## Source records
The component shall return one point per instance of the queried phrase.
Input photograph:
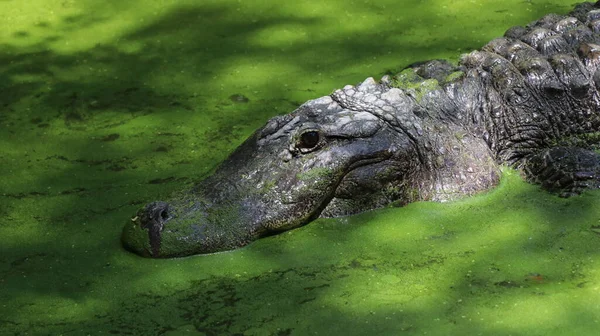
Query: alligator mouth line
(353, 166)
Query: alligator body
(436, 131)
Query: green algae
(108, 105)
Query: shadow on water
(99, 131)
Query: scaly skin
(436, 131)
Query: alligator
(435, 131)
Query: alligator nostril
(158, 211)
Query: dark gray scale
(566, 24)
(589, 53)
(553, 45)
(594, 26)
(538, 73)
(536, 36)
(547, 22)
(593, 15)
(572, 74)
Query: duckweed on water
(160, 74)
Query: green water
(106, 105)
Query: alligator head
(358, 149)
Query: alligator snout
(153, 218)
(149, 222)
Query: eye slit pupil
(309, 139)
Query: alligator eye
(309, 139)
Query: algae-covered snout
(324, 159)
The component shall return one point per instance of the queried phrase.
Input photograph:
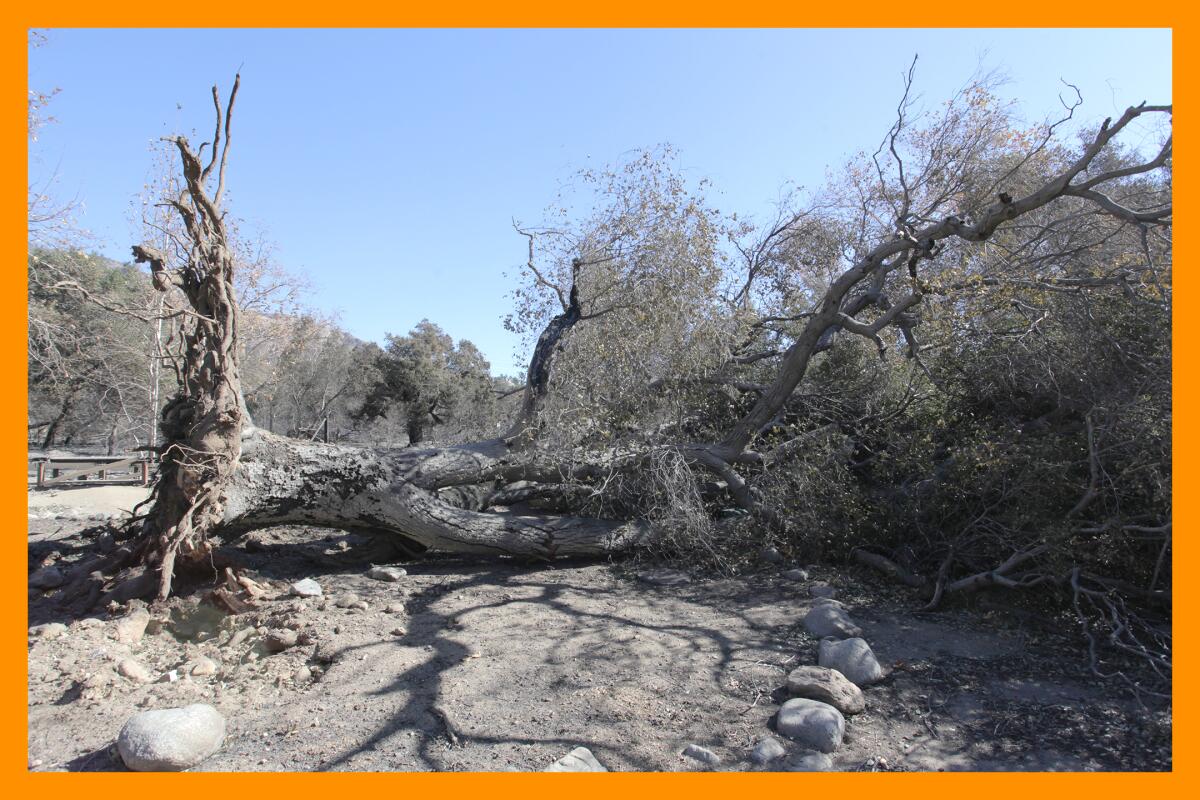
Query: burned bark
(403, 493)
(222, 475)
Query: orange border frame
(549, 13)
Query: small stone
(767, 750)
(771, 554)
(577, 761)
(203, 666)
(853, 659)
(171, 740)
(131, 627)
(664, 577)
(281, 639)
(387, 573)
(239, 637)
(809, 763)
(702, 755)
(48, 631)
(306, 588)
(133, 671)
(813, 723)
(826, 619)
(48, 577)
(828, 686)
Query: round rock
(577, 761)
(171, 740)
(306, 588)
(135, 671)
(387, 573)
(702, 755)
(810, 763)
(853, 659)
(826, 619)
(813, 723)
(281, 639)
(828, 686)
(767, 750)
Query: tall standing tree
(927, 208)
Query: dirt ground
(501, 666)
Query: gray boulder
(826, 619)
(171, 740)
(48, 577)
(813, 723)
(771, 554)
(853, 659)
(577, 761)
(48, 631)
(131, 627)
(828, 686)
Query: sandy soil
(85, 501)
(495, 666)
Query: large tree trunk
(400, 492)
(222, 475)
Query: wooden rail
(81, 467)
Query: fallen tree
(221, 475)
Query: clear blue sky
(388, 164)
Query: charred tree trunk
(222, 475)
(202, 425)
(401, 493)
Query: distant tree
(430, 380)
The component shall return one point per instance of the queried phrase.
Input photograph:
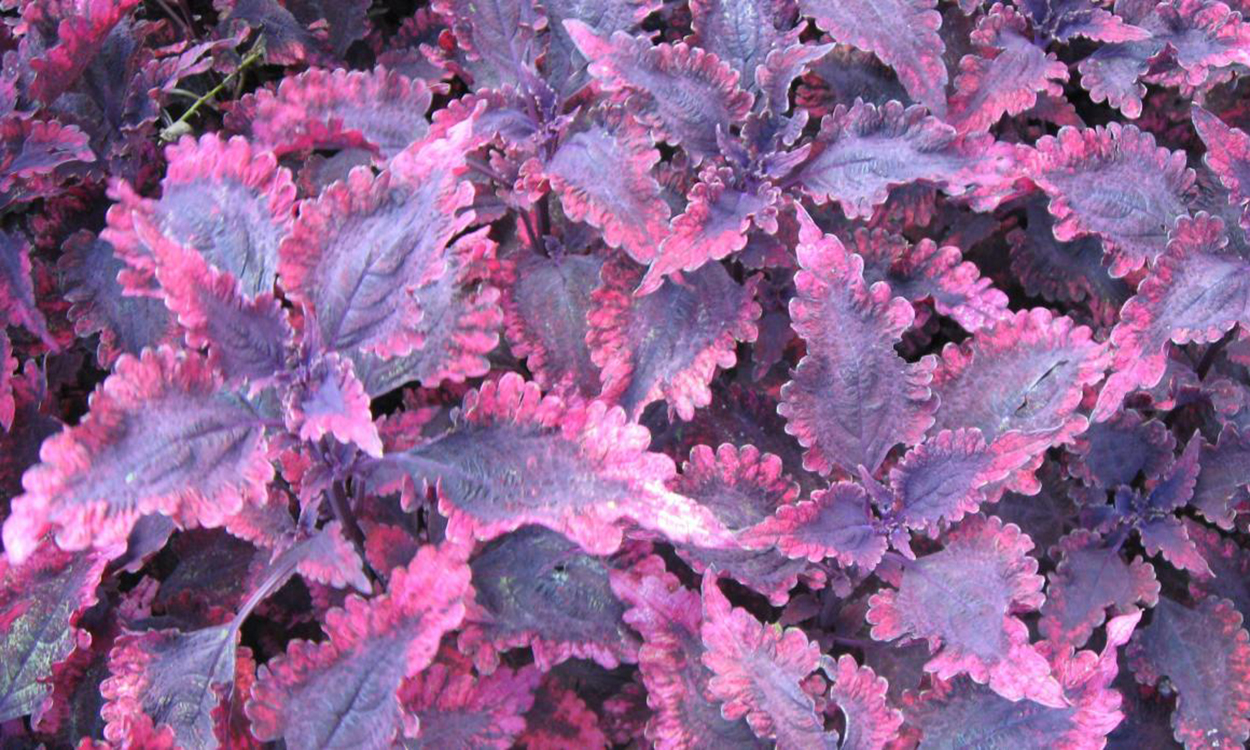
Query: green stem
(180, 128)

## The task
Please render the lines above as a JSON list of strings, one string per line and no blank lines, with the pictures left out.

## Task solution
[
  "The component shall return one point per instance of the queried phrase.",
  "Input photograph:",
  "Query: alligator mouth line",
  "(353, 166)",
  "Query: alligator body",
  "(436, 131)",
  "Query: green algae",
  "(108, 105)",
  "Query: shadow on water",
  "(99, 131)",
  "Query: scaly skin",
  "(436, 131)",
  "Query: alligator",
  "(435, 131)",
  "Query: alligator nostril",
  "(158, 211)",
  "Query: dark gray scale",
  "(566, 24)",
  "(589, 53)",
  "(553, 45)",
  "(594, 26)",
  "(538, 73)",
  "(536, 36)",
  "(547, 22)",
  "(593, 15)",
  "(572, 74)",
  "Query: duckweed on water",
  "(160, 74)",
  "Query: green water",
  "(106, 105)",
  "Query: alligator head",
  "(358, 149)",
  "Query: alligator snout",
  "(153, 218)",
  "(149, 222)",
  "Query: eye slit pupil",
  "(309, 139)",
  "Query: alligator eye",
  "(309, 139)",
  "Query: algae-covered snout",
  "(324, 159)",
  "The component shall return one point per instance of the queried phrase.",
  "Input photograph:",
  "Query: burned bark",
  "(403, 493)",
  "(222, 475)",
  "Query: orange border frame",
  "(549, 13)",
  "Query: small stone",
  "(767, 750)",
  "(771, 554)",
  "(577, 761)",
  "(203, 666)",
  "(853, 659)",
  "(171, 740)",
  "(131, 627)",
  "(664, 577)",
  "(281, 639)",
  "(387, 573)",
  "(239, 637)",
  "(809, 763)",
  "(702, 755)",
  "(48, 631)",
  "(306, 588)",
  "(133, 671)",
  "(813, 723)",
  "(826, 619)",
  "(48, 577)",
  "(828, 686)",
  "Query: round rock",
  "(577, 761)",
  "(171, 740)",
  "(306, 588)",
  "(135, 671)",
  "(387, 573)",
  "(702, 755)",
  "(810, 763)",
  "(853, 659)",
  "(826, 619)",
  "(813, 723)",
  "(281, 639)",
  "(828, 686)",
  "(767, 750)",
  "Query: tall standing tree",
  "(927, 208)",
  "Query: dirt ground",
  "(501, 666)",
  "Query: gray boulder",
  "(826, 619)",
  "(171, 740)",
  "(48, 577)",
  "(813, 723)",
  "(771, 554)",
  "(853, 659)",
  "(577, 761)",
  "(48, 631)",
  "(131, 627)",
  "(828, 686)",
  "Query: sandy soil",
  "(85, 501)",
  "(495, 666)",
  "Query: large tree trunk",
  "(400, 492)",
  "(222, 475)",
  "Query: wooden rail",
  "(81, 467)",
  "Query: fallen tree",
  "(221, 475)",
  "Query: clear blue sky",
  "(388, 164)",
  "Query: charred tree trunk",
  "(222, 475)",
  "(202, 425)",
  "(401, 493)",
  "Query: distant tree",
  "(430, 380)",
  "The component shall return one point per instance of the queried phrase.",
  "Input photograph:",
  "Query: green stem",
  "(180, 128)"
]